-- START OF STORED RECORDS --
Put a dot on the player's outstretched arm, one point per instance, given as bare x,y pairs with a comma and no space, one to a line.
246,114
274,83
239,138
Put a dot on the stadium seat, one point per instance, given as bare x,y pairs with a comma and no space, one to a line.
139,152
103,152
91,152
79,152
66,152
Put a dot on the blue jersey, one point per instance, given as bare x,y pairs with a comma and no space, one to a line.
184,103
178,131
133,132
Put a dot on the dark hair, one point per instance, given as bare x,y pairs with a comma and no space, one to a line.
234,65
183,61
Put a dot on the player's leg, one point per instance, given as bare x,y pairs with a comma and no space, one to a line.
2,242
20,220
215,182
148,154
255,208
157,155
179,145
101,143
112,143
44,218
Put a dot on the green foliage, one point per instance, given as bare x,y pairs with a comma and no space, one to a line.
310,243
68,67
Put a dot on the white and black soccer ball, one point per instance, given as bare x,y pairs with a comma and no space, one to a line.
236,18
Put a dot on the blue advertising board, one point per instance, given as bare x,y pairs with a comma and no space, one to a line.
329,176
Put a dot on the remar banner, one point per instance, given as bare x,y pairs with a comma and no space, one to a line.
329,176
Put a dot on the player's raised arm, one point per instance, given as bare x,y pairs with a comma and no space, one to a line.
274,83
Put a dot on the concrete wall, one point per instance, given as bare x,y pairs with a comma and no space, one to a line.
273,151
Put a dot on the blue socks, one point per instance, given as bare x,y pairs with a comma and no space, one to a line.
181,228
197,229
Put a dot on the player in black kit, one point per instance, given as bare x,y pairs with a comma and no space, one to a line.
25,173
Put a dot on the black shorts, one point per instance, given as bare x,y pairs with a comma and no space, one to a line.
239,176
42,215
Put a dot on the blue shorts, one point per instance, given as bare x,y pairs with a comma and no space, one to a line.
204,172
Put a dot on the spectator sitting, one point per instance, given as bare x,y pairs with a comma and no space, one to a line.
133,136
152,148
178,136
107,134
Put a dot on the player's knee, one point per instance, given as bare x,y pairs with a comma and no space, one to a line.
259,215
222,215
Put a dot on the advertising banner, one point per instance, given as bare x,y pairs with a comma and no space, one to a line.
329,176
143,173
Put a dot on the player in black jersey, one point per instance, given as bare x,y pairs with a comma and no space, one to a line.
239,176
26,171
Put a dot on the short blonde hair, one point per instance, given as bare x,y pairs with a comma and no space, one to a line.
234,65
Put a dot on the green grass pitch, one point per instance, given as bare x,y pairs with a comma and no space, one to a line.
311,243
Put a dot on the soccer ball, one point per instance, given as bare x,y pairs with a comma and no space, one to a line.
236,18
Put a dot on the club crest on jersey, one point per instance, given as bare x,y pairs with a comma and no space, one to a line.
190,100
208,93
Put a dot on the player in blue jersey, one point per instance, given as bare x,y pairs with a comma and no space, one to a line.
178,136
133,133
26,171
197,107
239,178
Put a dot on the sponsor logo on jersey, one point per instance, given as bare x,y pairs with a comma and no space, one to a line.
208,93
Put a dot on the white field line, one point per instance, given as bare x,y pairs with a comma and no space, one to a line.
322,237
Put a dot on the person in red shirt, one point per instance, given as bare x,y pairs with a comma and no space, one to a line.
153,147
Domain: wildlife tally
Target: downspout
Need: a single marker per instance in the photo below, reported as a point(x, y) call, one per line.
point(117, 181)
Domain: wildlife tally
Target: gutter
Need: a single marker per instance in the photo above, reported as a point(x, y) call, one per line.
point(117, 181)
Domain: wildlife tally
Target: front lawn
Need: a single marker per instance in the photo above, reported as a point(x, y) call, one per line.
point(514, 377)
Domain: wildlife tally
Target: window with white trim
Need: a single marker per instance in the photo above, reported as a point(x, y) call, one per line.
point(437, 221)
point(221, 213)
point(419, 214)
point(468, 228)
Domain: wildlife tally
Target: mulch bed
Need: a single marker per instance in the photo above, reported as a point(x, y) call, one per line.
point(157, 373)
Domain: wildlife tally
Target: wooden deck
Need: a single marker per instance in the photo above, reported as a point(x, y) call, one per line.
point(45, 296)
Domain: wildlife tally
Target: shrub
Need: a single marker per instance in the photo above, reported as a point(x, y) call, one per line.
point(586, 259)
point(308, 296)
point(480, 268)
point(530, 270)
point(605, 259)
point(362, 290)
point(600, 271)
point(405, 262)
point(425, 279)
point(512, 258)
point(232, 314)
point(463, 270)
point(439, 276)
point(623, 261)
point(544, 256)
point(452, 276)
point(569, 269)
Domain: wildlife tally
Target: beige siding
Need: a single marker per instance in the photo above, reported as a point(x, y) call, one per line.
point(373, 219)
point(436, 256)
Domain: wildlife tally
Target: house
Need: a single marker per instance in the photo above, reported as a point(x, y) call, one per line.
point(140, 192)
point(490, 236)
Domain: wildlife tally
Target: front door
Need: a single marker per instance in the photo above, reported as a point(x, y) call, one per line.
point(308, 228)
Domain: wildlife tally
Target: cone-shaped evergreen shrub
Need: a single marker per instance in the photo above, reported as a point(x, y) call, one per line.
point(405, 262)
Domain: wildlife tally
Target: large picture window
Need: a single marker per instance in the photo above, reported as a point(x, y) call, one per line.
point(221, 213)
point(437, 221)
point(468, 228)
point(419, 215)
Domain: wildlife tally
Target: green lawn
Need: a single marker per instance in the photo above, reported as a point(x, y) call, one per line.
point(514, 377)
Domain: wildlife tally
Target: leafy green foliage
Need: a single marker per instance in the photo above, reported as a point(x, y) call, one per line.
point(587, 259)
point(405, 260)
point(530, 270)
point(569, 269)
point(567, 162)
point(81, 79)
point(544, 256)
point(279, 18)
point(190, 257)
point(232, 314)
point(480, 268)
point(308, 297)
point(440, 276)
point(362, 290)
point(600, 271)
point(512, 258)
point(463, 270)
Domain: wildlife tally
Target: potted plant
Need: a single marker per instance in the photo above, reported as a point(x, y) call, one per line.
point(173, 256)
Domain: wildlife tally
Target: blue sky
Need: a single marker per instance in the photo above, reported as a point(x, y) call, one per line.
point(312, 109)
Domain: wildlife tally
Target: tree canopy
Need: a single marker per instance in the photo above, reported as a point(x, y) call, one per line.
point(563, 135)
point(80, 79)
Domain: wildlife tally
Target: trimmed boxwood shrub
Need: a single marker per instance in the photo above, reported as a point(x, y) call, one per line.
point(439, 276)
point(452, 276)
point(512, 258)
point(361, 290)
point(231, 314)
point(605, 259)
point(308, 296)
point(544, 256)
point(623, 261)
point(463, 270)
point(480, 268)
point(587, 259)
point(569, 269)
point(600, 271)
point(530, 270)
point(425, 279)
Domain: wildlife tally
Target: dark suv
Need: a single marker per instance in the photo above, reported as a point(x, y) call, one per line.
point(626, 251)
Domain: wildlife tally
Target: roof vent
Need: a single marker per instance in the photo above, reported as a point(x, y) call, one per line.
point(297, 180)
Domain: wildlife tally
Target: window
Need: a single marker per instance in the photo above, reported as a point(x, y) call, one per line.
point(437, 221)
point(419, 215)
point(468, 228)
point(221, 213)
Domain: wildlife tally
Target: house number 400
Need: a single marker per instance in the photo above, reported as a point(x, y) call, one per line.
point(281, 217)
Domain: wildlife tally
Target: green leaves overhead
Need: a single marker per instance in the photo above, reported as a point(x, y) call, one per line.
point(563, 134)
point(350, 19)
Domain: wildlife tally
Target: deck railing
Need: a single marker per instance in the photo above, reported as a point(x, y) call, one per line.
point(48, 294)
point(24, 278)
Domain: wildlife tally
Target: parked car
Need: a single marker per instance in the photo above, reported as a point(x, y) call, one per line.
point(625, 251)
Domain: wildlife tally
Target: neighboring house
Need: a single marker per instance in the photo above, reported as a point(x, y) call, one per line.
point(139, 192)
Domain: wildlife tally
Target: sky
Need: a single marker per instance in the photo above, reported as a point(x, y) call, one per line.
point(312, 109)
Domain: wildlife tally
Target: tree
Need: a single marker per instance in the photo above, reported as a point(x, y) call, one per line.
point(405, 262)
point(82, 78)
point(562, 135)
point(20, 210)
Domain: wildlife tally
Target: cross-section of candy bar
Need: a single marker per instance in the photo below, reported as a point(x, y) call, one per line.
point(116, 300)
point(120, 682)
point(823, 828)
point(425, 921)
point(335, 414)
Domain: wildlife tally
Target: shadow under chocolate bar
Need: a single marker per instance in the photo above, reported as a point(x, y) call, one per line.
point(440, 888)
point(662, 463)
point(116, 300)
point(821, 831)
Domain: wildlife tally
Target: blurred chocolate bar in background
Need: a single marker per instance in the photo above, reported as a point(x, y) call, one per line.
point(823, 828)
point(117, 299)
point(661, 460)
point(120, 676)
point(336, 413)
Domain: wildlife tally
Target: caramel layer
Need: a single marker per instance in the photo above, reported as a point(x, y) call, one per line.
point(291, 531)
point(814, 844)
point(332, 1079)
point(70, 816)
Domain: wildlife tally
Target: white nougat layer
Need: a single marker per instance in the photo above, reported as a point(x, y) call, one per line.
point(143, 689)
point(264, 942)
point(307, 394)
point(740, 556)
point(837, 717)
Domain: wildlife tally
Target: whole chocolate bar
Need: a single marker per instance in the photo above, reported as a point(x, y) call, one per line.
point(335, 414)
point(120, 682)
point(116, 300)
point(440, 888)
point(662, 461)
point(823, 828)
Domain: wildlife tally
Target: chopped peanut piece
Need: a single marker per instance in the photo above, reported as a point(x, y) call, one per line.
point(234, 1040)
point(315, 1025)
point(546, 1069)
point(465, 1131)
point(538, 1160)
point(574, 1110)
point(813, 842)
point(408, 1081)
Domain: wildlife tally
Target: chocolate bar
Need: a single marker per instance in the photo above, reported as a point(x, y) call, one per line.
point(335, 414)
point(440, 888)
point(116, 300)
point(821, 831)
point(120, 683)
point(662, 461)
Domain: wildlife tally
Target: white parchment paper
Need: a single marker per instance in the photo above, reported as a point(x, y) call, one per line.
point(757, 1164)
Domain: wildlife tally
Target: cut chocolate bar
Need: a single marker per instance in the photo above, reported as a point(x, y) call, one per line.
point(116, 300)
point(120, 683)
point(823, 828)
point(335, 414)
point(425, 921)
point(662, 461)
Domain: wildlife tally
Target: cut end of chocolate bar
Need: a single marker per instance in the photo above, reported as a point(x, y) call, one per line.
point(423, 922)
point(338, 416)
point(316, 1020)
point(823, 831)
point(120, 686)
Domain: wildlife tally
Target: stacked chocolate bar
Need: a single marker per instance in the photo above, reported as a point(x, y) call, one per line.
-- END OF STORED RECORDS --
Count the lines in the records that contain the string "dark", matching case exactly, and give only the number.

● COMPLETE RESPONSE:
2